Aim of the task:
Beginning with the line where "# drop a dot on every instance of the side mirror;" appears, restate the lines word for word through the last one in the listing.

Record extracts:
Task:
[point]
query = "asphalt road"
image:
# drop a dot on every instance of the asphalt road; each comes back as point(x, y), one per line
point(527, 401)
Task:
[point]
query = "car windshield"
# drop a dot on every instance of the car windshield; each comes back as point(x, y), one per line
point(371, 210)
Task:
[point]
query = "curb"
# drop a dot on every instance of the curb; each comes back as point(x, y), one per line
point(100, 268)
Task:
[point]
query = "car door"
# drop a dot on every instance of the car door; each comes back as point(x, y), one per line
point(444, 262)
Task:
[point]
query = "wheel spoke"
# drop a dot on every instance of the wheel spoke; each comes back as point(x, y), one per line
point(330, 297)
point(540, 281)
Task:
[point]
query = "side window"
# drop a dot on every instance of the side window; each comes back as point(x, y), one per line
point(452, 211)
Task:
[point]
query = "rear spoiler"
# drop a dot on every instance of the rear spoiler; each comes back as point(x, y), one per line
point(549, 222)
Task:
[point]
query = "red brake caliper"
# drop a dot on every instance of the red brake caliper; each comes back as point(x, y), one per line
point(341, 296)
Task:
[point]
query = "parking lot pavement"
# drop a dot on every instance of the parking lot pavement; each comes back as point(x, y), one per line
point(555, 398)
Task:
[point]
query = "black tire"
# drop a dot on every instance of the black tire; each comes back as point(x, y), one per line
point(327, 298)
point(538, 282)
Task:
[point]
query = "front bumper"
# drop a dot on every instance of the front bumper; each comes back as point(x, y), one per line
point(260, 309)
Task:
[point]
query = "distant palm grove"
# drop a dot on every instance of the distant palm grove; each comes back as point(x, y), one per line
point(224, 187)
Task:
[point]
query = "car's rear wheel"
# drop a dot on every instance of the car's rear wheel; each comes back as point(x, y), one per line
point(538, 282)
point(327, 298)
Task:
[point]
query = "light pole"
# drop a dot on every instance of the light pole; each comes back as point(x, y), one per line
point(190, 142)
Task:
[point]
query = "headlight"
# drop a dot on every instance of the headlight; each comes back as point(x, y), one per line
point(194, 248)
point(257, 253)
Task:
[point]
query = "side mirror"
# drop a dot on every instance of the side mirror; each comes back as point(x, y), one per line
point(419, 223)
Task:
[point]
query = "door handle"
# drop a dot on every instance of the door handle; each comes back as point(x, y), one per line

Response area:
# drop a dot on every instance of the side mirror; each comes back as point(x, y), one per line
point(419, 223)
Task:
[point]
query = "door handle"
# drop a dot on every instance of the door handle; each comes back as point(x, y), one per line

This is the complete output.